**** Items ****
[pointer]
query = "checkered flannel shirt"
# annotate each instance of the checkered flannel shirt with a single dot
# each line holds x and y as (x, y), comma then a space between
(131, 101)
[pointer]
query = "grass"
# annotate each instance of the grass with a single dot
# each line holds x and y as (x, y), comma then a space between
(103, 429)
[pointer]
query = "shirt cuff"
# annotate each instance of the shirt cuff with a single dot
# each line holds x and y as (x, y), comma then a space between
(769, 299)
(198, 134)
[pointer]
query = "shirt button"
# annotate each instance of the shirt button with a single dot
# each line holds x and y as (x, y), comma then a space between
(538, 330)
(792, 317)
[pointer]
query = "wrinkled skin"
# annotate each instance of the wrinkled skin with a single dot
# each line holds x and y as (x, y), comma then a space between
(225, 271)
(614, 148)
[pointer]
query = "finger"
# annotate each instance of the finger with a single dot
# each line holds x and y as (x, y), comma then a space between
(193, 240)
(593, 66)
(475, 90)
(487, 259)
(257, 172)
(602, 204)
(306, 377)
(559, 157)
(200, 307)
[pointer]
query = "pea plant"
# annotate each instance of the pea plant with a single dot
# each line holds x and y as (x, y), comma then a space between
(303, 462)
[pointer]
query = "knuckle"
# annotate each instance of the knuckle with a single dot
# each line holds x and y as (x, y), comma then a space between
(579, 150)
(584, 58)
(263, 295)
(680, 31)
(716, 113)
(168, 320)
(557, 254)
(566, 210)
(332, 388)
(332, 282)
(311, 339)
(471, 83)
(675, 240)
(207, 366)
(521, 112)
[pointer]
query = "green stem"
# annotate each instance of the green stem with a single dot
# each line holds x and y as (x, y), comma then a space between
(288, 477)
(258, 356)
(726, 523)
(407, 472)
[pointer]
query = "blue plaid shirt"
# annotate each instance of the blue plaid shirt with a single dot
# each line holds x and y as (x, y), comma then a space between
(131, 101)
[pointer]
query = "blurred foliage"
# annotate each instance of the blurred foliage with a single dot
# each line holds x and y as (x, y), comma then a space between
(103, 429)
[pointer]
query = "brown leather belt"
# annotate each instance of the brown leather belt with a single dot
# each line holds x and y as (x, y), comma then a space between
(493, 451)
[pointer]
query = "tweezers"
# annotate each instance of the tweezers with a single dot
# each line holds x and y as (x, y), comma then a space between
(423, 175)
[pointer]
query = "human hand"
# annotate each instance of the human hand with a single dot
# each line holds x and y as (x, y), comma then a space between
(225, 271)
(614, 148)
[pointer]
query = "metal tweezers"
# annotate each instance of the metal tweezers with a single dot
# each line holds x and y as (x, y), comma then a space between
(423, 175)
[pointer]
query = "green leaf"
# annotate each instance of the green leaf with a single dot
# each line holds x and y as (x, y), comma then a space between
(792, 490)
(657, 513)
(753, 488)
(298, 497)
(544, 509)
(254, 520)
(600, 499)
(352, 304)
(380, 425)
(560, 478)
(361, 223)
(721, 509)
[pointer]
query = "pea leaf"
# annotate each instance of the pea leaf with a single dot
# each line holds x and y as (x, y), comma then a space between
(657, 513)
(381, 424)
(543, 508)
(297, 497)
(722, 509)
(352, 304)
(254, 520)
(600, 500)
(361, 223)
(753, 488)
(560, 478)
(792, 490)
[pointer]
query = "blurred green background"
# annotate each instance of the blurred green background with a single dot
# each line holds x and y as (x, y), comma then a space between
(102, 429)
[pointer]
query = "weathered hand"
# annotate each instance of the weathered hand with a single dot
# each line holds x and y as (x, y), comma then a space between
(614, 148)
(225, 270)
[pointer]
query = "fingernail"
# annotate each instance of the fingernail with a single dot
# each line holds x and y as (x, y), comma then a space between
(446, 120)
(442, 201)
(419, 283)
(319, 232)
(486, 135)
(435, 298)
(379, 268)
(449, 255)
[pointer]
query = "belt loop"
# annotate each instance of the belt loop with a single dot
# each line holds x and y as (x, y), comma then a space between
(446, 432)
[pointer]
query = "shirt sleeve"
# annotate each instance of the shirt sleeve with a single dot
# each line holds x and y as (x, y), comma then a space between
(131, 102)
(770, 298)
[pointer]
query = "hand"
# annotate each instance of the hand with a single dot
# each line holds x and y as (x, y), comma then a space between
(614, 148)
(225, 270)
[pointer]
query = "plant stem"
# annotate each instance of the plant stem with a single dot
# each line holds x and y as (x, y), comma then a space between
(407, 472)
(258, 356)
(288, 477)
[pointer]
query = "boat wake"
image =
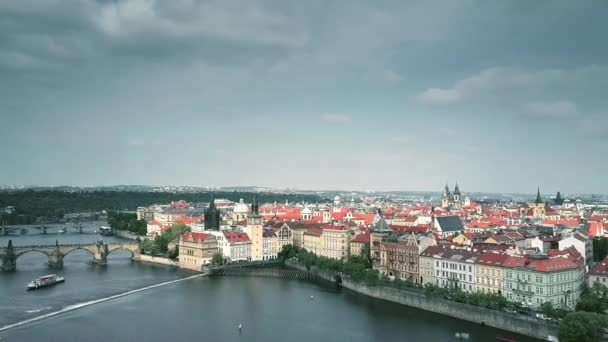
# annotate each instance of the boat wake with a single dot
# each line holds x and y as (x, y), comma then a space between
(38, 310)
(73, 307)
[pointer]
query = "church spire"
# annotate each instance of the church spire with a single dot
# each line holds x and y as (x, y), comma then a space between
(255, 207)
(538, 199)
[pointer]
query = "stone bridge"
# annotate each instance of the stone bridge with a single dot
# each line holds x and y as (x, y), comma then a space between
(57, 252)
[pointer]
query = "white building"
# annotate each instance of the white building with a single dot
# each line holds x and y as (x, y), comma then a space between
(582, 243)
(237, 246)
(240, 211)
(455, 268)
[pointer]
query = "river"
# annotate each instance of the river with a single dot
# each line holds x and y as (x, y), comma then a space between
(186, 307)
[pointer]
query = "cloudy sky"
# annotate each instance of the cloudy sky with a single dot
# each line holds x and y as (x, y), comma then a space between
(386, 95)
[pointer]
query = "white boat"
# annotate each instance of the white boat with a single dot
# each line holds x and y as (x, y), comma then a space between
(45, 281)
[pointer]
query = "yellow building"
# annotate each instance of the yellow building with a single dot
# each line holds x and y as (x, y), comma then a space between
(255, 231)
(358, 243)
(196, 250)
(313, 240)
(336, 242)
(489, 272)
(270, 244)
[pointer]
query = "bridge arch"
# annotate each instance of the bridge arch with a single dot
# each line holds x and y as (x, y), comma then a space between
(38, 251)
(69, 251)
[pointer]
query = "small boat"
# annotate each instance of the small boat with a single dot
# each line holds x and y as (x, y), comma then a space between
(45, 281)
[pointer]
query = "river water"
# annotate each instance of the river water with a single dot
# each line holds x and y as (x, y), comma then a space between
(103, 303)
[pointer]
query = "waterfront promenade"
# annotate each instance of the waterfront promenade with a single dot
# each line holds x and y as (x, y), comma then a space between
(521, 324)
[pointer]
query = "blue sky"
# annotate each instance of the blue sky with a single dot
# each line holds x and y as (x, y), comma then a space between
(391, 95)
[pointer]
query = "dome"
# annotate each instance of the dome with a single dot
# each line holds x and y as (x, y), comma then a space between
(241, 207)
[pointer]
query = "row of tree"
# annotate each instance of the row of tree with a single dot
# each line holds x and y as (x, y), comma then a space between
(53, 204)
(589, 323)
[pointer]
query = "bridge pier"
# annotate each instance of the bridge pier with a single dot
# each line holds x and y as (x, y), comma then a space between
(56, 258)
(101, 257)
(9, 260)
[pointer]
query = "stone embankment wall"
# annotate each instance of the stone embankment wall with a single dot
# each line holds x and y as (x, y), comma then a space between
(157, 260)
(125, 234)
(525, 325)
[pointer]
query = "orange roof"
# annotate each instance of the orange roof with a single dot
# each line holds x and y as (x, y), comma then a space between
(363, 238)
(196, 237)
(236, 237)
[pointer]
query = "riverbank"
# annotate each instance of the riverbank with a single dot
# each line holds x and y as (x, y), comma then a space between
(520, 324)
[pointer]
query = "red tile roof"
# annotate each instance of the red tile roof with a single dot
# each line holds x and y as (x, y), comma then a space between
(492, 259)
(601, 268)
(196, 237)
(236, 237)
(362, 238)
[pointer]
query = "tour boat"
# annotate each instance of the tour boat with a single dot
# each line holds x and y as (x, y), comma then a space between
(45, 281)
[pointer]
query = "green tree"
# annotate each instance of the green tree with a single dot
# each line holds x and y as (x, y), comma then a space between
(217, 259)
(594, 299)
(600, 248)
(582, 327)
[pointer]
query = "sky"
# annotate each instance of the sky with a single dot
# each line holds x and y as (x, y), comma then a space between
(499, 96)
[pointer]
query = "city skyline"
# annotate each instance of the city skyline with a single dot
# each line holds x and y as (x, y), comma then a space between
****
**Exercise:**
Pull out every line of the records that contains the string "weathered", matching case exactly.

**Answer in full:**
query = "weathered hand"
# annotate each instance of the weathered hand with a single dot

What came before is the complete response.